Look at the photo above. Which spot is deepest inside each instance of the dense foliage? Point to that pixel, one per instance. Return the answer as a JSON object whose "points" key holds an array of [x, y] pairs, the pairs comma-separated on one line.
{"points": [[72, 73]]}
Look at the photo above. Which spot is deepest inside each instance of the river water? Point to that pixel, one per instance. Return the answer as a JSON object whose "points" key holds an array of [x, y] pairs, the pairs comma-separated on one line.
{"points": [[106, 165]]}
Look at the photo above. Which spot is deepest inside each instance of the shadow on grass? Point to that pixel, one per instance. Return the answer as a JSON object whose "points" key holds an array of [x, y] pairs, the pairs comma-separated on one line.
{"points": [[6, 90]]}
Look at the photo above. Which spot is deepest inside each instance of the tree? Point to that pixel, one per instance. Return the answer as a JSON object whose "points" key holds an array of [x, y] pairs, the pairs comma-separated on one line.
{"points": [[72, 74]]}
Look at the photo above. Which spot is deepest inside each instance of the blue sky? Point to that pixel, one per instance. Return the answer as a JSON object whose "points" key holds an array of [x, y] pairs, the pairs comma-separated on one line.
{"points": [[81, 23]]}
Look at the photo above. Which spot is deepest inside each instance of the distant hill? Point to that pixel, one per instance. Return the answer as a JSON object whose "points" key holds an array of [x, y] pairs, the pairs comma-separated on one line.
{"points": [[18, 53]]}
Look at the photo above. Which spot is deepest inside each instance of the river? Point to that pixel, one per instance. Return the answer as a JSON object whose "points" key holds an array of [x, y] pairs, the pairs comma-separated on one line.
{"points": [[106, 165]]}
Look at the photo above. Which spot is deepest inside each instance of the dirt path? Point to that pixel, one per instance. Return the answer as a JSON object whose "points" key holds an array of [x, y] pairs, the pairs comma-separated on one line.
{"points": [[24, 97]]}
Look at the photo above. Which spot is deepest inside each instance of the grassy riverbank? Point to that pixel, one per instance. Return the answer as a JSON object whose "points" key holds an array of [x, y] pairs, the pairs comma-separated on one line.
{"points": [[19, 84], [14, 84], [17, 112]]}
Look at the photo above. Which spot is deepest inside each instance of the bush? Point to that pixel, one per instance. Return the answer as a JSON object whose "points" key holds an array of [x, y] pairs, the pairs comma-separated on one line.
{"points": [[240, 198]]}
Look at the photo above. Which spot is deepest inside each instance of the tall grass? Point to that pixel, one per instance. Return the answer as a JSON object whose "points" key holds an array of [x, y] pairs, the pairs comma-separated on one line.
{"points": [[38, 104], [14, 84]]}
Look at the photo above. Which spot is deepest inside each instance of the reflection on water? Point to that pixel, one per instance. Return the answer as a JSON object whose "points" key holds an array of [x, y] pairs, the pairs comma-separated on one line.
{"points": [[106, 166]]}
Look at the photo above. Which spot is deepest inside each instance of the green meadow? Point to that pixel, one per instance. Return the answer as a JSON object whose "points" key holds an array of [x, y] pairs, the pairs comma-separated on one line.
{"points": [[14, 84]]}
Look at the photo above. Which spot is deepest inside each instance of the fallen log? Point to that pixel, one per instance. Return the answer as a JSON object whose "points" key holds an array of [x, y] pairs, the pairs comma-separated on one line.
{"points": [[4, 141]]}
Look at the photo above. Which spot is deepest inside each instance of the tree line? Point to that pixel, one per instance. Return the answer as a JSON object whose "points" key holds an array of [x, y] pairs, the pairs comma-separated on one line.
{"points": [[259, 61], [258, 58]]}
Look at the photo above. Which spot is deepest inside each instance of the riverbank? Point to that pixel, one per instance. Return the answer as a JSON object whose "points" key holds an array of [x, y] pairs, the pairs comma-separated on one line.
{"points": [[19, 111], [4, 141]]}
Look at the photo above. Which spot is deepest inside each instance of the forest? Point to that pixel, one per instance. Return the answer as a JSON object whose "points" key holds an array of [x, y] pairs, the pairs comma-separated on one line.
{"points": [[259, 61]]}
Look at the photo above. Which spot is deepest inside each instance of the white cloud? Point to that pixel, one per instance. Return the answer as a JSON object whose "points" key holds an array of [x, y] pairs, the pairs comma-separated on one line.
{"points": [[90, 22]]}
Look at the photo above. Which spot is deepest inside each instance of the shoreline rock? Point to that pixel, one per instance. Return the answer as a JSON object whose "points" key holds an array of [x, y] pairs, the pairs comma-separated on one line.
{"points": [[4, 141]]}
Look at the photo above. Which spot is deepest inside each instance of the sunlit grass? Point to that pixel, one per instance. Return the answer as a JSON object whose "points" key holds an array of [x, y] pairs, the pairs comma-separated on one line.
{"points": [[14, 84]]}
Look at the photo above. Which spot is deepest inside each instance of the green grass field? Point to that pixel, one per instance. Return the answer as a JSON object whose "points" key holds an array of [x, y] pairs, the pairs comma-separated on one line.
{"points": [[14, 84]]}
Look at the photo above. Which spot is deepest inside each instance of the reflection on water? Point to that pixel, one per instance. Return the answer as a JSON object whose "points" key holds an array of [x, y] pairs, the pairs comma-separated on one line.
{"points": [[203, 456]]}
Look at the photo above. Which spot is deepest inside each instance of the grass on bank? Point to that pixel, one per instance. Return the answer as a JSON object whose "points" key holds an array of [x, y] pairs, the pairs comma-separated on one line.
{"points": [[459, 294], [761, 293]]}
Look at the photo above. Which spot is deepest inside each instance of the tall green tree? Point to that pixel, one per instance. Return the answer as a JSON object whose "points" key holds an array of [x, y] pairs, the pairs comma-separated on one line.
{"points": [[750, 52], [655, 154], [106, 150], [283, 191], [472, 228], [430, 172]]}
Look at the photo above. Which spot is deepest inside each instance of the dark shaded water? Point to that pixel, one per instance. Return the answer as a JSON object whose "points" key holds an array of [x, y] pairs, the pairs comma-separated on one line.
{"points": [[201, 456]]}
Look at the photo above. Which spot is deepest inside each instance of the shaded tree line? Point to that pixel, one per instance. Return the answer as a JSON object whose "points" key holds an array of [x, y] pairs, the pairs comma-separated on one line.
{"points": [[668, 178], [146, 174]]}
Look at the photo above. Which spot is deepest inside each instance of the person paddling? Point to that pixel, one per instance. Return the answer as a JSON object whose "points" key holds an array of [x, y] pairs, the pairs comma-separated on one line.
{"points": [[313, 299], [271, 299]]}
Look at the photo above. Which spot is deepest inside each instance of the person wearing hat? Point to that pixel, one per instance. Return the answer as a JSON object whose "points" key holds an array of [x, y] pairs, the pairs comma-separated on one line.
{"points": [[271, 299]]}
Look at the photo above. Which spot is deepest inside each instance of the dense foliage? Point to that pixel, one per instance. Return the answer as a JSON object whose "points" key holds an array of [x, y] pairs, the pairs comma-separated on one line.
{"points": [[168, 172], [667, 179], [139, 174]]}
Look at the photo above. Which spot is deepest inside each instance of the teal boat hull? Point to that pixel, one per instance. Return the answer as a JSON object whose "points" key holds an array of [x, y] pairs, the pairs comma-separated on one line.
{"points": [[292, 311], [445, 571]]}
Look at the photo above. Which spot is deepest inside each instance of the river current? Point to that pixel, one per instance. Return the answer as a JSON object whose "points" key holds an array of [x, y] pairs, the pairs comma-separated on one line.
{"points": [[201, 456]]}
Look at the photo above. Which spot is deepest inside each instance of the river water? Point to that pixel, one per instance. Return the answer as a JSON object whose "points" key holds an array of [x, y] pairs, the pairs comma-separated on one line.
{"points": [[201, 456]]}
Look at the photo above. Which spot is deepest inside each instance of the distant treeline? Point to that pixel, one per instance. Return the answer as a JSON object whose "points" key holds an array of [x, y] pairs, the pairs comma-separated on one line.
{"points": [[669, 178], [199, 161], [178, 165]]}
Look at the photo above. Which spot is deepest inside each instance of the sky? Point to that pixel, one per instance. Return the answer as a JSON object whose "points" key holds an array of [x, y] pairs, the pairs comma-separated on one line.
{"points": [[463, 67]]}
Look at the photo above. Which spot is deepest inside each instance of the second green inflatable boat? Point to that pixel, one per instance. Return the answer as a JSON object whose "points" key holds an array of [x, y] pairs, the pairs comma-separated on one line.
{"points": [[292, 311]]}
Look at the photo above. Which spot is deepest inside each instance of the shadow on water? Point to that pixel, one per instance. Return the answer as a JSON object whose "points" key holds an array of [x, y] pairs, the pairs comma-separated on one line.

+-------+

§ **PROMPT**
Restate the final lines of the listing above word for word, beginning at the line that contains "of the teal".

§ **TASK RESPONSE**
Look at the photo above. Which spot is deepest inside each instance of the teal boat hull? Point to that pixel, one per instance. Return the answer as a JSON object whose "points" key holds an array of [x, y] pairs, the pairs comma-separated on one line.
{"points": [[292, 311], [445, 571]]}
Look at the photo above. Which spot is deepest inside each instance of the river current? Point to that pixel, one per instance. Return the answer as a JSON object whose "points" key holds an array of [x, y] pairs, the pairs comma-separated on one line.
{"points": [[201, 456]]}
Look at the photo above. Which spot is deepest inside each instance of the river water? Point to that pixel, one per instance. Return the answer as a JSON object whose "points" key holds an array of [x, y] pairs, the pairs comma-separated on one line.
{"points": [[201, 456]]}
Look at the photo above. Which spot is deepest inside each instance of the distant treeline? Point to that pixel, one per instance. Return the answer as a JSON object whose "points" key holds an array of [x, y] pairs, the pairs comma-separated on one line.
{"points": [[669, 178], [199, 161], [178, 165]]}
Look at the photo above. Which spot is deepest inside each instance of the sky? Point to that pixel, one per instance. Return the answer as a JSON object whose "points" key holds an array of [x, y] pairs, the pairs comma-separated on one line.
{"points": [[463, 67]]}
Look at the photo above. Which spot is deepest inside each instance of the second green inflatable boat? Point to that pixel, one per instance. Return the answer as a JSON object whose "points" key holds an array of [x, y] pairs, the pairs comma-separated on one line.
{"points": [[292, 311]]}
Look at the photo above. Which spot is deepest inside each instance of the shadow on water? Point to that pixel, one per instance. Return the answer as a JSON object whose "points" key holds an array of [x, y] pairs, the pairs comma-separated on one line.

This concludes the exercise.